REQUIRED WORK >> State the number of lines in these records holding "weathered". Say nothing more.

[Text-to-region grounding data]
-- Opening Marker --

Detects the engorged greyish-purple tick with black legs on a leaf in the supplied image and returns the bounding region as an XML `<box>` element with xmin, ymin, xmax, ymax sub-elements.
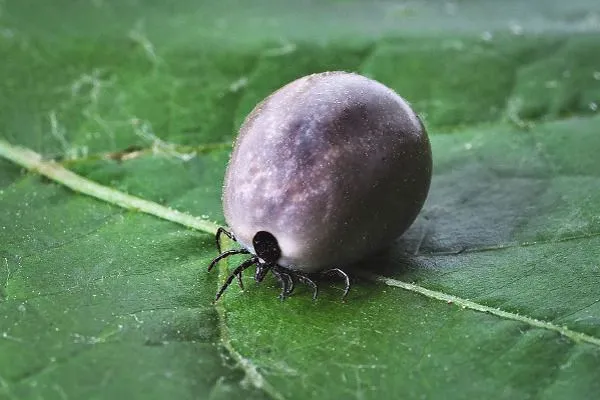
<box><xmin>209</xmin><ymin>72</ymin><xmax>432</xmax><ymax>299</ymax></box>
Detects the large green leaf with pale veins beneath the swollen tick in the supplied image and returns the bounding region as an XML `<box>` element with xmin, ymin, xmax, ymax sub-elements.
<box><xmin>0</xmin><ymin>0</ymin><xmax>600</xmax><ymax>399</ymax></box>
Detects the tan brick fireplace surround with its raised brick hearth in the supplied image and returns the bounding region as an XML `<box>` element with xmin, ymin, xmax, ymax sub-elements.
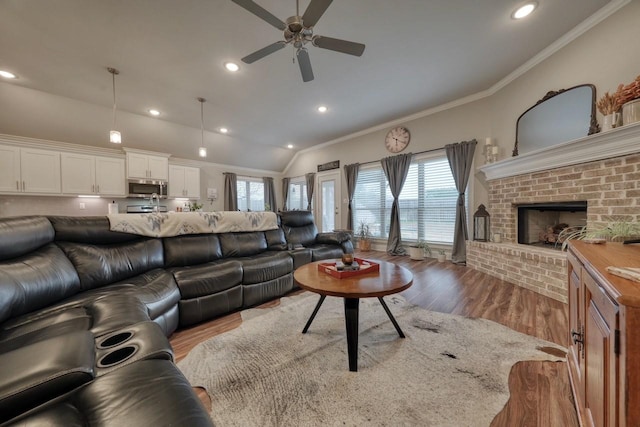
<box><xmin>467</xmin><ymin>154</ymin><xmax>640</xmax><ymax>302</ymax></box>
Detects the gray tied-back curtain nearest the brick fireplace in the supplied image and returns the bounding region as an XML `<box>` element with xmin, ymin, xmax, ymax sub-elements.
<box><xmin>444</xmin><ymin>139</ymin><xmax>477</xmax><ymax>264</ymax></box>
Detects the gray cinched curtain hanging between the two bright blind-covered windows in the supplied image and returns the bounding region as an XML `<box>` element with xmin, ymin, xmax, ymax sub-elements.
<box><xmin>381</xmin><ymin>153</ymin><xmax>413</xmax><ymax>255</ymax></box>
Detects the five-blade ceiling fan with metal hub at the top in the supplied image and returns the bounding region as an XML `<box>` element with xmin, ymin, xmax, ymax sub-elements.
<box><xmin>231</xmin><ymin>0</ymin><xmax>365</xmax><ymax>82</ymax></box>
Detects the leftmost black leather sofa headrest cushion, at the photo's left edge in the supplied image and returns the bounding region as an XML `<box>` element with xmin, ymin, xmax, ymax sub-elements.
<box><xmin>0</xmin><ymin>217</ymin><xmax>54</xmax><ymax>261</ymax></box>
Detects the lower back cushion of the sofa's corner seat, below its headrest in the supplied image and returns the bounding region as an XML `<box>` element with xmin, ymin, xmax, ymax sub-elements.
<box><xmin>58</xmin><ymin>239</ymin><xmax>164</xmax><ymax>290</ymax></box>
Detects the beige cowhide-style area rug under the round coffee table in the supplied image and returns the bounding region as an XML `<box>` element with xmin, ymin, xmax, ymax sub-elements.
<box><xmin>178</xmin><ymin>293</ymin><xmax>566</xmax><ymax>427</ymax></box>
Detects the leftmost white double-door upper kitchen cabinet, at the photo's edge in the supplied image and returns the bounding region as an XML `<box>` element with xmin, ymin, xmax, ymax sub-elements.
<box><xmin>0</xmin><ymin>146</ymin><xmax>61</xmax><ymax>194</ymax></box>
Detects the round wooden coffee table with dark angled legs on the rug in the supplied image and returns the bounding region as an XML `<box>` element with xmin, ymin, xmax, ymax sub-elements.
<box><xmin>293</xmin><ymin>260</ymin><xmax>413</xmax><ymax>371</ymax></box>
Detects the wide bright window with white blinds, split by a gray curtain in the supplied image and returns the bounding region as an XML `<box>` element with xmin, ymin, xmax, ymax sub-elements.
<box><xmin>353</xmin><ymin>156</ymin><xmax>458</xmax><ymax>243</ymax></box>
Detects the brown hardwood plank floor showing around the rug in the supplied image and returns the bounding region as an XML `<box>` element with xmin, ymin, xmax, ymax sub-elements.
<box><xmin>171</xmin><ymin>251</ymin><xmax>578</xmax><ymax>427</ymax></box>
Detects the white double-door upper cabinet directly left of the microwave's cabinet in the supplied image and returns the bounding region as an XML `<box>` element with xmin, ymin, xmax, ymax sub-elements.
<box><xmin>61</xmin><ymin>153</ymin><xmax>125</xmax><ymax>196</ymax></box>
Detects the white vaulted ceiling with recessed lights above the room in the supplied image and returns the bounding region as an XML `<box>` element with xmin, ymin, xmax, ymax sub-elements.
<box><xmin>0</xmin><ymin>0</ymin><xmax>609</xmax><ymax>171</ymax></box>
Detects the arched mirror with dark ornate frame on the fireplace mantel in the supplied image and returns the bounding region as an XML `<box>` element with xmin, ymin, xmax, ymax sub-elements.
<box><xmin>513</xmin><ymin>84</ymin><xmax>600</xmax><ymax>156</ymax></box>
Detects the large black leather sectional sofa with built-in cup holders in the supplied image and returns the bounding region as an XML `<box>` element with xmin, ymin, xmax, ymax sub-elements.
<box><xmin>0</xmin><ymin>211</ymin><xmax>353</xmax><ymax>426</ymax></box>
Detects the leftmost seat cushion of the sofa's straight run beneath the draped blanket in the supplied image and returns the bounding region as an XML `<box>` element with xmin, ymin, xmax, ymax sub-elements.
<box><xmin>171</xmin><ymin>260</ymin><xmax>242</xmax><ymax>299</ymax></box>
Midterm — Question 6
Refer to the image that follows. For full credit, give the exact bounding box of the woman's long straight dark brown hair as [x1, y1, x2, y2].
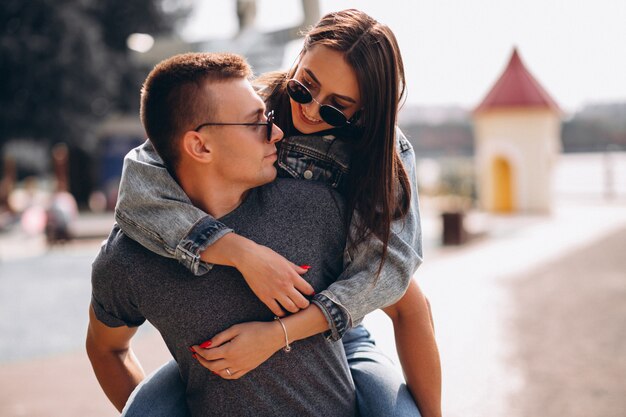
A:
[258, 9, 411, 273]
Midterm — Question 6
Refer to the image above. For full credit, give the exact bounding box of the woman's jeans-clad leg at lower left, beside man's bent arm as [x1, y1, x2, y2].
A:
[121, 360, 190, 417]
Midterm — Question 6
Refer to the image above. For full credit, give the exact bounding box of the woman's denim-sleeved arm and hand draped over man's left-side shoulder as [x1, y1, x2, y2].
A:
[115, 141, 313, 316]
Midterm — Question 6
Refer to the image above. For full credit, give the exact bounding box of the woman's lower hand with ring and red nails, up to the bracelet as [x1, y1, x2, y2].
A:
[190, 321, 285, 379]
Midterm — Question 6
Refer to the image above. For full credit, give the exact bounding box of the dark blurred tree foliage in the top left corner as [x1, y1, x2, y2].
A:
[0, 0, 189, 148]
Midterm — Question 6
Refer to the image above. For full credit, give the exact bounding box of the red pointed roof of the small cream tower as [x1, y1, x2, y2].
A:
[475, 48, 561, 113]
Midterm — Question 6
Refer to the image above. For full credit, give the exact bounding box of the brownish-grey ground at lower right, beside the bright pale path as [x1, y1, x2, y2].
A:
[510, 226, 626, 417]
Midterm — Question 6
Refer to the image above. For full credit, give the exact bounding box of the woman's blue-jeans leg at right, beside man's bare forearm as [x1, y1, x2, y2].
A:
[342, 325, 420, 417]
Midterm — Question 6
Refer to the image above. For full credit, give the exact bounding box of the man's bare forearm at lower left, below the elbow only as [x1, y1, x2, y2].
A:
[87, 341, 145, 412]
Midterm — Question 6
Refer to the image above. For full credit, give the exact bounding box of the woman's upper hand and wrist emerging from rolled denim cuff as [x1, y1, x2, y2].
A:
[202, 233, 315, 317]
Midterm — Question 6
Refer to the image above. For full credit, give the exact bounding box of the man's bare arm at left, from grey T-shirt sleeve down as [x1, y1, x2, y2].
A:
[86, 306, 145, 412]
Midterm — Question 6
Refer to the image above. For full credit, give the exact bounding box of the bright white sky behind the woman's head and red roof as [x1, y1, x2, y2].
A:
[181, 0, 626, 112]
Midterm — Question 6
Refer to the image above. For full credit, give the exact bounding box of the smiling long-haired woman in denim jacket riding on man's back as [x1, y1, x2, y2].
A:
[116, 10, 440, 416]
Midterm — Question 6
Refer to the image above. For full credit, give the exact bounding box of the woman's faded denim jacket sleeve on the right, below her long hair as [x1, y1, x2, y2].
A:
[313, 129, 422, 340]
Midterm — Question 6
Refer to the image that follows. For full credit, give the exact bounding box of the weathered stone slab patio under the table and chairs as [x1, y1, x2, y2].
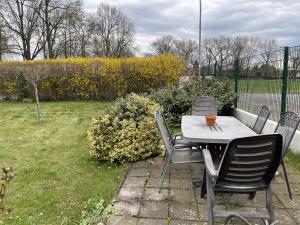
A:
[108, 157, 300, 225]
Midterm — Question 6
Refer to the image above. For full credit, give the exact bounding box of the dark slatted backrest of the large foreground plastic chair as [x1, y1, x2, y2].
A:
[216, 134, 282, 191]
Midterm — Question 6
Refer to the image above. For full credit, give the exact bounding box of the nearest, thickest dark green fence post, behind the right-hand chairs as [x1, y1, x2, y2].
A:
[280, 47, 289, 116]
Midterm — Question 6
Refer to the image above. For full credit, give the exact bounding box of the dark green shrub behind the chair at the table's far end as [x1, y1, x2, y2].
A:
[149, 79, 236, 123]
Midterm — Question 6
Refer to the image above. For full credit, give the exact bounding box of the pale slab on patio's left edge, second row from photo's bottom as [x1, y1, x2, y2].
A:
[113, 202, 140, 216]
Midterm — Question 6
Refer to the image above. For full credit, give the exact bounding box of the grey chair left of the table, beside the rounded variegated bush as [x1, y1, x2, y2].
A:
[154, 110, 203, 192]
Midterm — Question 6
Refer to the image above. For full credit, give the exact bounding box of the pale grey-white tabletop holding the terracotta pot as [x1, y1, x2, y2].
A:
[181, 116, 257, 144]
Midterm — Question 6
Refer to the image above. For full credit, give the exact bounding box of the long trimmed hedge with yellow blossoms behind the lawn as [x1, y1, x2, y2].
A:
[0, 55, 186, 100]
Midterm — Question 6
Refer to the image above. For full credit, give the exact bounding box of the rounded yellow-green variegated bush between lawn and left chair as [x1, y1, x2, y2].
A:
[88, 94, 161, 163]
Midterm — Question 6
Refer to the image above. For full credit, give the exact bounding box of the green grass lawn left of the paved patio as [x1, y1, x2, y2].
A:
[0, 102, 126, 225]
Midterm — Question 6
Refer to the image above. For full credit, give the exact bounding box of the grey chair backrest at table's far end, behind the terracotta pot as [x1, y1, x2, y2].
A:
[192, 96, 217, 116]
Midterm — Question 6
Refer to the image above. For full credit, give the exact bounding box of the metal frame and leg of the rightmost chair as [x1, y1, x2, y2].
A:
[274, 111, 300, 199]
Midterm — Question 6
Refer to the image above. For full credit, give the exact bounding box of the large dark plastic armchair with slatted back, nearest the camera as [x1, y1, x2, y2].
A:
[203, 134, 282, 225]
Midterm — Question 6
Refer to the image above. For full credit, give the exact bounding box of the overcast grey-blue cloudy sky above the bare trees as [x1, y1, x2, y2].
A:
[84, 0, 300, 54]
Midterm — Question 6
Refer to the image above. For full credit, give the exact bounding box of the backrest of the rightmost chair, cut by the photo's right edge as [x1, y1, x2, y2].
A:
[274, 112, 300, 157]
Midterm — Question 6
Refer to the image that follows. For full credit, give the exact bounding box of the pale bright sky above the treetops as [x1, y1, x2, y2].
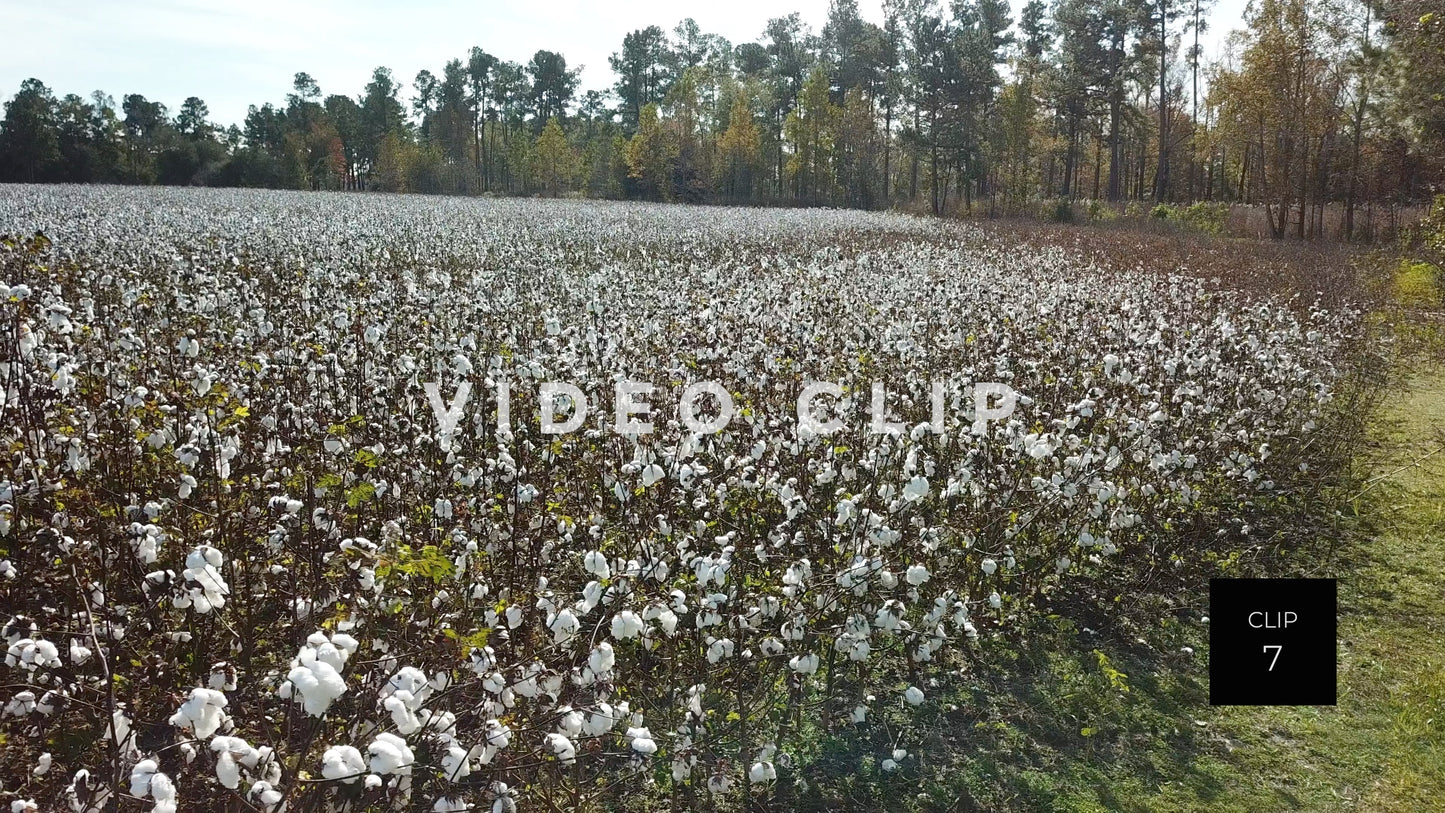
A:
[0, 0, 1247, 126]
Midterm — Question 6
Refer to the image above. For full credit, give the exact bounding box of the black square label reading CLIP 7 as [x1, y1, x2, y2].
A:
[1209, 579, 1338, 706]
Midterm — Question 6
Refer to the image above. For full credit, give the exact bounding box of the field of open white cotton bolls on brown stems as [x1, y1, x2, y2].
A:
[0, 186, 1360, 813]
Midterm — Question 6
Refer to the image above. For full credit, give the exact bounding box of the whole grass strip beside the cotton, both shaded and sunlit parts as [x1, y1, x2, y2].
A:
[826, 373, 1445, 813]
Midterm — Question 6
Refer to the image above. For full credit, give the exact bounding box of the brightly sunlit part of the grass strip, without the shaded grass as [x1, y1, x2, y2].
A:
[1075, 374, 1445, 812]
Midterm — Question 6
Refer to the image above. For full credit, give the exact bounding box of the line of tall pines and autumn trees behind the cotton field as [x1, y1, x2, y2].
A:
[0, 0, 1445, 237]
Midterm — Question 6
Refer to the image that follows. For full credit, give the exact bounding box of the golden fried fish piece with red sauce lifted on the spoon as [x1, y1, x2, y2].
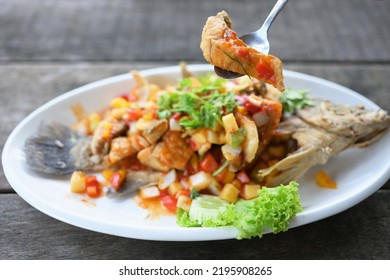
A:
[200, 11, 284, 91]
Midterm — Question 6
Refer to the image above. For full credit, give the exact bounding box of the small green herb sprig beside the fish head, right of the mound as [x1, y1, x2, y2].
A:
[279, 88, 314, 114]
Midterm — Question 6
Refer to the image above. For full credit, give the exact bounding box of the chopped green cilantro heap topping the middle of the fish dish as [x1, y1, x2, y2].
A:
[157, 75, 237, 130]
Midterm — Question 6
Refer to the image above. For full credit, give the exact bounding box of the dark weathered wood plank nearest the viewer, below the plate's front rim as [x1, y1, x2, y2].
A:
[0, 190, 390, 259]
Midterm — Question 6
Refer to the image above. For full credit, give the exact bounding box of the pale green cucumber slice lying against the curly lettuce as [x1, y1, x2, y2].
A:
[189, 195, 228, 224]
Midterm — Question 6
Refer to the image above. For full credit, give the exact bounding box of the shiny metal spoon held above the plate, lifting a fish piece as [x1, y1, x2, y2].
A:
[214, 0, 288, 79]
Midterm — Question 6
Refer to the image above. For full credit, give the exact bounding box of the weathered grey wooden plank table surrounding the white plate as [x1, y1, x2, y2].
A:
[0, 0, 390, 259]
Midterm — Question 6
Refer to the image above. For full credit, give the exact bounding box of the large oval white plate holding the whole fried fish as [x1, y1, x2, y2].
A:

-- Closing Marker --

RESULT >> 3